_YOUR INSTRUCTIONS_
Rewrite these lines with "object" in place of "instance" and everything else unchanged. Omit the pictures.

_AVAILABLE DATA_
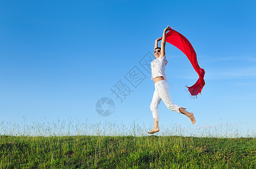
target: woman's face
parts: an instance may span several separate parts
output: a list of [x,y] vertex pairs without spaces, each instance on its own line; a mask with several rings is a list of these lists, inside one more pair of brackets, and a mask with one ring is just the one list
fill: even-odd
[[156,59],[159,57],[161,55],[161,50],[160,48],[157,48],[154,51],[156,51],[156,52],[155,53],[155,57],[156,57]]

_RESPONSE_
target: woman's face
parts: an object may span several separate parts
output: a list of [x,y] vertex pairs without spaces, each object on its own line; a mask with several rings is a list of these lists, inside one more pair of brackets, and a mask with one ring is just the one list
fill: even-odd
[[156,59],[159,57],[161,55],[161,50],[160,48],[157,48],[154,51],[156,51],[156,52],[155,53],[155,57],[156,57]]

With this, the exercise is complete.